What is required: Examine the records below and count how many lines contain the string "water". Give only the number.

Records provided:

* * * * *

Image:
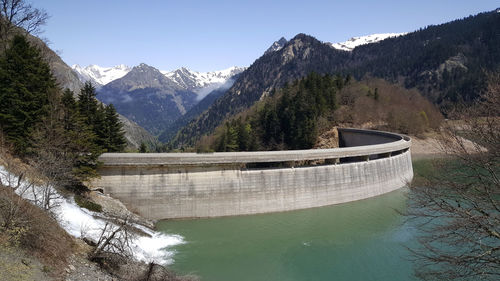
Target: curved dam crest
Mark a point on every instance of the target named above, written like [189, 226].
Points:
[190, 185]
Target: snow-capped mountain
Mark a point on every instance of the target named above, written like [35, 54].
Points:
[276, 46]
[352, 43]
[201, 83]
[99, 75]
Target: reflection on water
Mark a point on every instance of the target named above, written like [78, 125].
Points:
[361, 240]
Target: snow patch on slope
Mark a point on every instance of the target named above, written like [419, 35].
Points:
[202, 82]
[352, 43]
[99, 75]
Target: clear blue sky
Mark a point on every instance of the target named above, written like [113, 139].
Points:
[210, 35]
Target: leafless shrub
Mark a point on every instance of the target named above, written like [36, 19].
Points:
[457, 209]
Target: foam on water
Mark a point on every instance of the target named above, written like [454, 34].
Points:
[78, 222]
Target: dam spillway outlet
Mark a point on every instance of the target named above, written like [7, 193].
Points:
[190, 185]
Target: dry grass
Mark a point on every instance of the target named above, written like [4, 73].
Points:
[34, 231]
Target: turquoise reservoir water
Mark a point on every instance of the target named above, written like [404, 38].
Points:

* * * * *

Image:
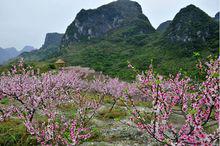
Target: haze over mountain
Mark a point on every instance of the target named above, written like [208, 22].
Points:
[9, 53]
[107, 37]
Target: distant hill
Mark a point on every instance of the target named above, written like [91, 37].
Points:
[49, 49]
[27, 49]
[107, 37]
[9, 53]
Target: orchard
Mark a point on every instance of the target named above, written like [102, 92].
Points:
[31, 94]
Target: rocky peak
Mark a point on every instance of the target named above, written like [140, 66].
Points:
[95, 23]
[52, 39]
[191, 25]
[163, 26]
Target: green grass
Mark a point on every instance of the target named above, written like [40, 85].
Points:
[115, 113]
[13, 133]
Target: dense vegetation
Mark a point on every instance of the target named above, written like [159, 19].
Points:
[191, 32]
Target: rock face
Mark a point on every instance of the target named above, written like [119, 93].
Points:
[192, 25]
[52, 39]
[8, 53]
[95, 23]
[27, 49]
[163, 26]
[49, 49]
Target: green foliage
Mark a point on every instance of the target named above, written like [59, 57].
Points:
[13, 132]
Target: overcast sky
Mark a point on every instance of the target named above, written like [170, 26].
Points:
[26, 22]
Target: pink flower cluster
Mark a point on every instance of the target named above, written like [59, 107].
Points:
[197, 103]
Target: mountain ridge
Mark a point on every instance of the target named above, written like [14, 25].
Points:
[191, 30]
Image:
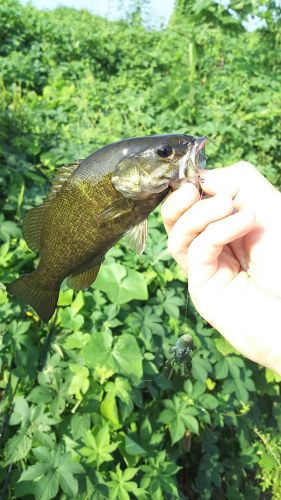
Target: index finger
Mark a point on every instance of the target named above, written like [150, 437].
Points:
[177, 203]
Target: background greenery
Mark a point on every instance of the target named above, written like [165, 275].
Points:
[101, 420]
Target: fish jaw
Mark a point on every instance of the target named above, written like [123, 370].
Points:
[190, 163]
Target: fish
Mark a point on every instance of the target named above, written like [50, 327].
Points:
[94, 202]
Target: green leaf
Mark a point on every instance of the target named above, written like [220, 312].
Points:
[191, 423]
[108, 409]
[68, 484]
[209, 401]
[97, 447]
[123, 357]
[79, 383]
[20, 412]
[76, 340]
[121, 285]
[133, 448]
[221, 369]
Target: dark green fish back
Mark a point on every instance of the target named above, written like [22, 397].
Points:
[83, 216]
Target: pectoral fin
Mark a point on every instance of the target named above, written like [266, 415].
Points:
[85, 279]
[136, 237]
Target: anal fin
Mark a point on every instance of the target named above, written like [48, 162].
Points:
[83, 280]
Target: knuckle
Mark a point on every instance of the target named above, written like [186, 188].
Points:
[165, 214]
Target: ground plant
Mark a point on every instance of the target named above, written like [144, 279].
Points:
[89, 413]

* * * * *

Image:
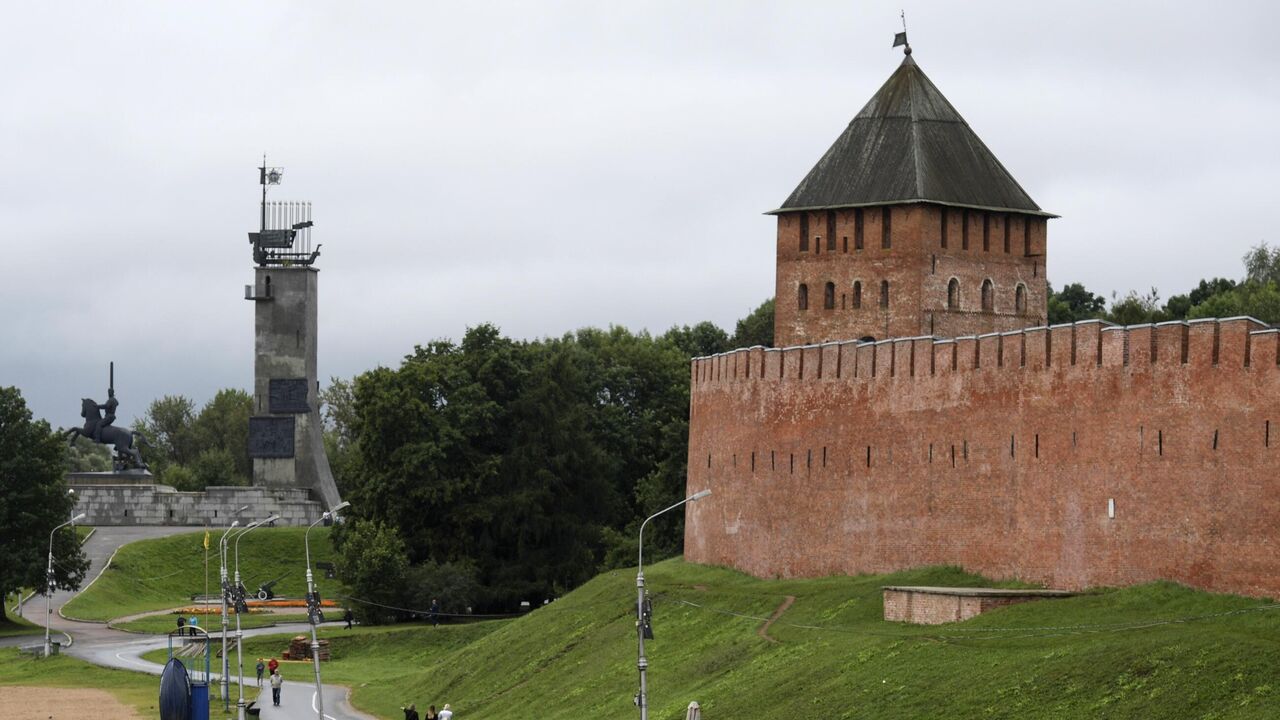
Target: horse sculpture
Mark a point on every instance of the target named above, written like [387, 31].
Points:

* * * * *

Response area: 3